## TASK BRIEF
Please swap every "photo" in the material below for "image" and give all of it again with nothing else changed. Leave the pictures out of your answer.

## RECORDS PROVIDED
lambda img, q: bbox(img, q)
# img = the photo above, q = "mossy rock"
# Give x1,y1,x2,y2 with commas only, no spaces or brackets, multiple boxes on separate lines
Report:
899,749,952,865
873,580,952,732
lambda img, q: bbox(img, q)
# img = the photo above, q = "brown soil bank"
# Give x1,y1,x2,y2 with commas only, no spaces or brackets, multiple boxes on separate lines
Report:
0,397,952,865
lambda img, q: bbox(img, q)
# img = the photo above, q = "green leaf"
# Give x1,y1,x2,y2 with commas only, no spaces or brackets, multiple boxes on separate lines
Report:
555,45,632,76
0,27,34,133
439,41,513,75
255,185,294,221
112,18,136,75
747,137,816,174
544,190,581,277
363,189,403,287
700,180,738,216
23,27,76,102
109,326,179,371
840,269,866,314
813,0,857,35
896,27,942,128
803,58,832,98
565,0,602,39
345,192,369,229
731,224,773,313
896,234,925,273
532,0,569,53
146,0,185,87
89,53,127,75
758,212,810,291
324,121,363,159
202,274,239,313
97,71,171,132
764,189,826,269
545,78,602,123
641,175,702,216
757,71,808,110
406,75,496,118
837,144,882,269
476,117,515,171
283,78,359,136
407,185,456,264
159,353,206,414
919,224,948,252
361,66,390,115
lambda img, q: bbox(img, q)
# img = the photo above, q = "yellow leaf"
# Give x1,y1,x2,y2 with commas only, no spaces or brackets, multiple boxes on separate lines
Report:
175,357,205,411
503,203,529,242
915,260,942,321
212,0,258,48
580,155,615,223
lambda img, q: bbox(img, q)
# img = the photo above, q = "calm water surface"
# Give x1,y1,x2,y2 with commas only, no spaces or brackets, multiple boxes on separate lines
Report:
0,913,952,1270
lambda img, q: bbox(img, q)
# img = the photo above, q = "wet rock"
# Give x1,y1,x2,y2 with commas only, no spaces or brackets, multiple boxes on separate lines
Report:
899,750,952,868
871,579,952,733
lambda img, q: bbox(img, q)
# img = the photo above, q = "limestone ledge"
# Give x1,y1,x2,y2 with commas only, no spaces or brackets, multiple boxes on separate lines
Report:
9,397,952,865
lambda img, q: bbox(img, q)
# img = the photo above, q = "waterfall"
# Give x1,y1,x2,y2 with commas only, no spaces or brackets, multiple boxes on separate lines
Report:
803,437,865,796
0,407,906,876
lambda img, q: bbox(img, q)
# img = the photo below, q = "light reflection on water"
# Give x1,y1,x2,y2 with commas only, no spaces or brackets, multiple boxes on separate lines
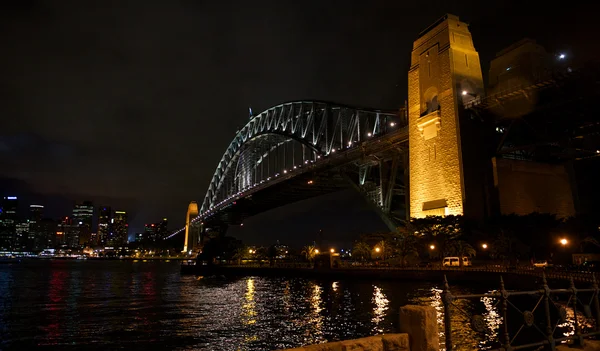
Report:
0,261,596,351
372,285,389,334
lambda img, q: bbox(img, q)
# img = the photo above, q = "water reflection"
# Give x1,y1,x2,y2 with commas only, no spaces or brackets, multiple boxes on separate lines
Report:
242,278,256,325
372,285,390,333
0,262,589,351
480,297,502,349
307,283,323,344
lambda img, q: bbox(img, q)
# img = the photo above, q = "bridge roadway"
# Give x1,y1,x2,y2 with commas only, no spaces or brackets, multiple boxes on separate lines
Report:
181,262,596,289
196,127,408,226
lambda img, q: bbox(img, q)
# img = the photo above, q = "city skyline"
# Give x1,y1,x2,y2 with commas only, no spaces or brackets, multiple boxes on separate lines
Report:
0,1,598,246
0,194,175,251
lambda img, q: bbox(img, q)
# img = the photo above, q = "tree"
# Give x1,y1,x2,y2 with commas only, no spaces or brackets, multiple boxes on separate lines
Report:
394,233,419,266
267,245,278,266
447,240,477,267
407,216,464,254
352,241,372,261
233,246,248,265
376,240,389,261
302,245,317,262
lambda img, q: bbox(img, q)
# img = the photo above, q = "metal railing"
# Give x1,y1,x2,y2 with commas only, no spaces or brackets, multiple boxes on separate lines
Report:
441,274,600,351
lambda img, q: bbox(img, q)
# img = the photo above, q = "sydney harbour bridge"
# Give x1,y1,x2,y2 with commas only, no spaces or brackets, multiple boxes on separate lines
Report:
170,15,600,251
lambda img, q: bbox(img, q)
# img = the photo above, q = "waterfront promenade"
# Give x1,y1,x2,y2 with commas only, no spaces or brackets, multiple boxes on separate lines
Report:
181,262,595,286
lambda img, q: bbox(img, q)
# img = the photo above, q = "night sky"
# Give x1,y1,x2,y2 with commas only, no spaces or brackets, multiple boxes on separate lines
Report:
0,0,600,248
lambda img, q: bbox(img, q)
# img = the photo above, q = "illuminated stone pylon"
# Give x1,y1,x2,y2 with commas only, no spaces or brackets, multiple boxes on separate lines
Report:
408,15,484,218
183,201,198,252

## COMPLETE OUTPUT
lambda img, q: bbox(img, q)
# img = the image above, q = "mossy rock"
# Give x1,y1,x2,y2 with commas only, no spaces or brackets, multiple boxes on separate lines
Report:
899,749,952,865
873,580,952,732
lambda img, q: bbox(img, q)
# img = the image above, q = "brown soil bank"
# Give x1,y1,x2,y2 with commas only, no spaces or brackets, multiple boxes on separate lines
Report:
0,397,952,865
lambda img, q: bbox(img, q)
# img = the image above, q = "green leaf"
# Give x1,y1,x2,y2 with commas only, no spaces or brackets, multiple boxes on separate lines
Report:
555,45,632,76
0,27,34,133
439,41,513,75
255,185,294,221
112,18,136,75
747,137,816,174
544,190,581,277
363,189,403,287
700,180,738,216
23,27,76,102
109,326,179,371
840,269,866,314
813,0,857,35
896,27,942,128
803,58,832,98
565,0,602,39
345,192,369,229
731,224,773,313
896,234,925,273
532,0,569,53
146,0,185,87
89,53,127,75
758,212,810,291
324,121,363,159
202,274,239,313
97,71,171,132
764,189,826,269
545,78,602,123
641,175,702,216
757,71,808,110
406,75,496,118
837,144,882,269
476,117,515,171
283,78,359,136
407,185,456,264
159,353,206,414
919,224,948,252
361,66,390,115
lambda img, q: bbox(img, q)
# img = the image above, q = "yellow leaf"
# Give x1,y1,x2,y2 with commas only, no spaces or brackets, multiple boxes on separate lines
Report:
175,357,205,411
503,203,529,242
915,260,942,321
212,0,258,48
580,155,615,223
lambda img, q: bbox(img, q)
# img = the image above, q = "calm water surface"
# Give x1,y1,x2,y2 with commas only, no spaces or brackets, multiple boxes on separate lines
Report:
0,913,952,1270
lambda img, q: bbox(img, q)
# img = the image above, q = "wet rock"
# Give x1,y1,x2,y2 with commas only, no spaces or brackets, multiple boxes on separate lines
Report:
899,750,952,868
871,579,952,733
lambda img, q: bbox(img, q)
# img = the image above, q = "limestone ledge"
# Give x1,y1,x2,y2 with commas only, no spaces or brackets, multiple boxes on separate lines
Report:
9,397,952,865
lambda img, q: bbox(img, q)
# img = the image above, q = "waterfall"
# Give x1,y1,x2,y2 with commas only, no spaces or brackets, multiple boxes on separate lines
Report:
803,437,865,796
0,407,906,876
lambda img, q: bbox(img, q)
# img = the image below, q = "light reflection on water"
# Give x1,y1,x2,y2 with commas only, no spaces or brackets, multiple boxes on separate lines
Report:
0,261,596,351
372,285,389,334
lambda img, q: bbox(img, q)
# img = the image above, q = "water reflection"
# Give x1,y1,x2,y2 with commas only, no spaces or brackets, multiple boxes on separate lines
Report:
242,278,256,325
372,285,390,333
0,262,589,351
480,297,502,349
307,283,323,344
lambda img, q: bbox(img, q)
# img = the image above, q = "bridge roadway"
# Give x1,y1,x2,y2 with commas only, no spaces or brackets, multiple boxes on separate lines
Report:
181,262,596,289
196,127,408,226
lambda img, q: bbox(img, q)
# img = the image above, q = "city skyline"
# Give x1,y1,x2,y2 with commas only, no spaces or brackets, multiple boxes on separate lines
Report:
0,1,598,246
0,194,175,251
lambda img, q: bbox(img, q)
# img = the image above, q = "tree"
# Give x1,y1,x2,y2 with commas only, no spaces or brackets, multiple boxes on separate lines
Report:
394,233,419,266
267,245,278,266
447,240,477,267
407,216,464,254
352,241,372,261
233,246,248,265
376,240,389,261
302,245,317,262
lambda img, q: bbox(img, q)
# img = the image above, q = "metal railing"
# Give x1,y1,x2,y2 with commas only, no spaces or brackets, multiple boxes on separate lines
Report:
441,274,600,351
lambda img, q: bbox(img, q)
# img = the image above, q = "sydney harbour bridge"
# Give x1,y1,x2,y2 with commas only, no spaces or brackets, multiple boxes on separate lines
Report:
170,15,600,251
lambda img, q: bbox(img, q)
# img = the image above, q = "waterfront promenade"
# Give x1,y1,x2,y2 with commas only, no spaces or brackets, multiple boxes on separate lines
Report:
181,262,595,286
lambda img, q: bbox(img, q)
# img = the image above, q = "night sky"
# Give x1,y1,x2,y2 with commas only, no spaces or brackets, multiple boxes on separate lines
Report:
0,0,600,248
lambda img, q: bbox(img, q)
# img = the image above, q = "illuminated stone pylon"
# Give x1,y1,x2,y2 with commas only, no spaces or brackets, multiple boxes on separate lines
Report:
408,15,484,218
183,201,198,252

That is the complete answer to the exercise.